Given request:
Switch "dot" to "marker" throughout the records below, changing nothing else. Leave the pictures out of your copy.

Dataset:
## START
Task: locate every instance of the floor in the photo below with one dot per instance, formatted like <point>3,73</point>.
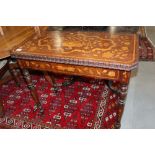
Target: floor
<point>150,30</point>
<point>139,111</point>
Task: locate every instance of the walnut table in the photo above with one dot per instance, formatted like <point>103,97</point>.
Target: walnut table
<point>91,54</point>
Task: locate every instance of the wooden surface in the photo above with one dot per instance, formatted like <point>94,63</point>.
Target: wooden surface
<point>104,55</point>
<point>95,49</point>
<point>13,35</point>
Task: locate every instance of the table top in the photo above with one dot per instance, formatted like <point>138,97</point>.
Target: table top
## END
Solution for this exercise:
Task: locate every instance of the floor in the photo below with one marker per instance, formatted like <point>3,73</point>.
Target: floor
<point>150,30</point>
<point>139,111</point>
Task: locate every instance of the walnut table in the photo above with one marker per instance, formatted like <point>103,97</point>.
Target: walnut table
<point>91,54</point>
Task: locate every instance of the wooden surface in the photo above with one marker per instance, formatted like <point>94,63</point>.
Target: wooden surface
<point>104,55</point>
<point>95,49</point>
<point>13,35</point>
Task: locate every instance of the table top in the photo above with one marker per instance, formatted like <point>138,97</point>.
Target: table top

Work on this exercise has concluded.